[Problem] Copy each row below word for word, leaving the pictures out.

[Source records]
++++++

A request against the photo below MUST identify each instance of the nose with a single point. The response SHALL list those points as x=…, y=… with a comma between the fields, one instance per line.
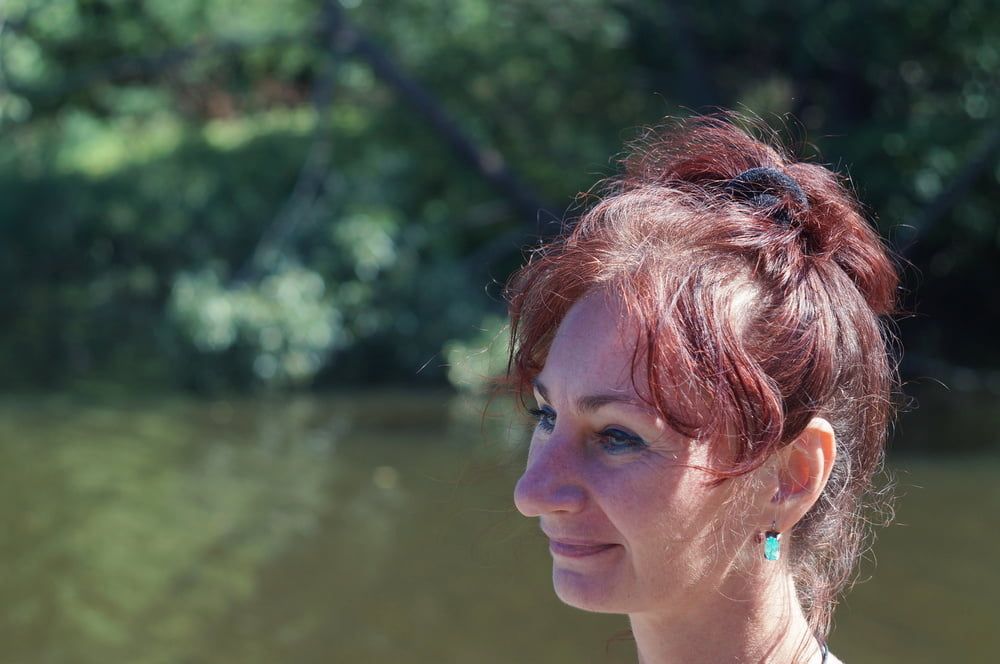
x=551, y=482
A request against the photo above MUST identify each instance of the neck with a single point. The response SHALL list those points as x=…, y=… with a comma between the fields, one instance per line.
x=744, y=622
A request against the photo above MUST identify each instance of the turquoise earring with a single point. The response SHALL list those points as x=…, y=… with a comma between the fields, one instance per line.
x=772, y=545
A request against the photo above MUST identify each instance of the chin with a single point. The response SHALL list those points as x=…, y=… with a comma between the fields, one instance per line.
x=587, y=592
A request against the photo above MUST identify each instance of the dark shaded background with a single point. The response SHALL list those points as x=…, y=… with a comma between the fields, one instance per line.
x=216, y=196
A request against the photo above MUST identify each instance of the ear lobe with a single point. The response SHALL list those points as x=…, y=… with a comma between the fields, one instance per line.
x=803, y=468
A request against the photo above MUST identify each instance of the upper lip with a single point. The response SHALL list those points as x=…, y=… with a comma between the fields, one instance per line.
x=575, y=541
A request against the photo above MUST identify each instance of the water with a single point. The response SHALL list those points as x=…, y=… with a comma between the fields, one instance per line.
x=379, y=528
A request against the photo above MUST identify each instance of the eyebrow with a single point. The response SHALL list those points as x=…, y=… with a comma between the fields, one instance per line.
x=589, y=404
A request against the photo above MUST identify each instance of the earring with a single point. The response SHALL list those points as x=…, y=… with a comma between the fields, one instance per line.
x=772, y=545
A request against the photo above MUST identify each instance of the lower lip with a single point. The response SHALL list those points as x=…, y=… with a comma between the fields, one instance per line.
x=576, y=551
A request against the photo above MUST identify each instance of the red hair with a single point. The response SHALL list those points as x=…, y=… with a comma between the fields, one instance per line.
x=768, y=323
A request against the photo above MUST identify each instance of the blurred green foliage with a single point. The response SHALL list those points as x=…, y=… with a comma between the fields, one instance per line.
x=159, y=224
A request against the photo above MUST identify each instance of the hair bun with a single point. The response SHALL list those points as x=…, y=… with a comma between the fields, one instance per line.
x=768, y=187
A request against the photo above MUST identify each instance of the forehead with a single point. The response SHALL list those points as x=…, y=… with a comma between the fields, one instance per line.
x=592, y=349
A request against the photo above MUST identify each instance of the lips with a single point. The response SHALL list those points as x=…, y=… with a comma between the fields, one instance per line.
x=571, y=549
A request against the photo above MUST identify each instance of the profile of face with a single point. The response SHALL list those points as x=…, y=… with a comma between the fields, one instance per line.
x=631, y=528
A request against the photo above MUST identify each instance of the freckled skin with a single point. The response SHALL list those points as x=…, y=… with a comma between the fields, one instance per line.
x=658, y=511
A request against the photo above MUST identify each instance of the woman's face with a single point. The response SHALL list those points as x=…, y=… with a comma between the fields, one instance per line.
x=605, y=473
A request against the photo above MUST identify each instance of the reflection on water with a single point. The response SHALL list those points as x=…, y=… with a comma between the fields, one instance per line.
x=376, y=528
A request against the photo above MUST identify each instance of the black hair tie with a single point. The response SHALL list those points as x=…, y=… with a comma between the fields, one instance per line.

++++++

[Written solution]
A request against the photo below MUST identify each instance of the nose with a single point. The response SHALL list those points as x=…, y=… with a comma between the fields, one instance per line.
x=551, y=482
A request against the photo above MUST identify each instance of the neck with a single point. The response SHALL list those points as x=…, y=… with a comma between the fields, one instance per line.
x=744, y=622
A request against the photo above MUST identify each instance of the turquoise earring with a single point. The response SHALL list those points as x=…, y=… with a comma between the fields, one instance per line.
x=772, y=545
A request against the photo above MUST identify each instance of the chin with a single point. The response SHALL list those points as x=…, y=… with a comma between the fields, one instance per line.
x=587, y=592
A request against the photo above MUST identify each instance of the dark shaded background with a single point. The response SHALL list those points as x=…, y=… with a comma between the fields, one instance per line.
x=216, y=196
A request against the photo above MUST identify each instance of the ear lobe with a single point. The response SHALL list those points as x=…, y=… with a comma between the fields, one instance per line.
x=803, y=468
A request against the photo above MUST identify each instance of the upper lip with a single point. The response SHALL list those points as x=…, y=… with a comma between the fields, one instance per line.
x=575, y=541
A request against the photo above MUST identify each instance of the water with a single point. The response SHALL list those points as x=…, y=… with a comma between the fields, one instance per line.
x=379, y=528
A request against the photo above MUST identify each instance of the eyebrow with a single point. The response SHALL list those points as x=…, y=… with a comma between the fields, one instance per line.
x=589, y=404
A request against the photo above MUST identify each instance of the earring with a single point. The response SHALL list those points as x=…, y=… with a comma between the fields, one instance per line.
x=772, y=545
A request against the photo above MUST identify each instance of the lower lip with a single point. The response SHALL list those points as x=…, y=… with a comma between the fields, one instance per line.
x=576, y=551
A request against the photo above MUST identify each instance of the red hair with a single point. The response SHALL list those points as x=…, y=… with a comma between the fields, one instance per line.
x=768, y=323
A request against the photo above MUST identify each instance of the blurred green foliage with a single point. The response SHALL list those points as x=…, y=… with a comma between the fields, one instance per line.
x=159, y=224
A request against the photo above MUST identify each instance of the hair bun with a single point. The response SHALL list those points as x=…, y=… with a comma between the fields, one instance per line.
x=768, y=187
A request against the photo above MUST identify each instance of the forehead with a single point. The response SHALL list those points as x=…, y=… with a comma between the fields, one instance per line.
x=592, y=349
A request against the photo above MUST identify each instance of the lips with a single point. The response SHALL list those points as x=…, y=… with a comma between the fields, one instance per line.
x=571, y=549
A request against the photo above MUST identify each instance of the profile of face with a single point. The response SHALL list those points as x=…, y=… with a comma between the fields, one instance per line.
x=631, y=528
A request against the photo above MUST identify each instance of the freckled skin with a single point. The response SHALL list those points as x=…, y=… with a comma between the fields, one instance per line.
x=658, y=511
A request against the photo above MUST identify each instance of the woman's face with a single point. The response SHALL list those points as x=…, y=… with a comma between the fields, one instance per line.
x=605, y=473
A request against the photo above MUST identify each instance of the reflection on water with a single point. The response SHALL list those points as x=…, y=… with a comma between the fields, one instance per line.
x=376, y=528
A request against the photo above MUST identify each instance of the black hair tie with a single point. The response SHALL list those points as x=…, y=… with a comma between the fields, one instance per line.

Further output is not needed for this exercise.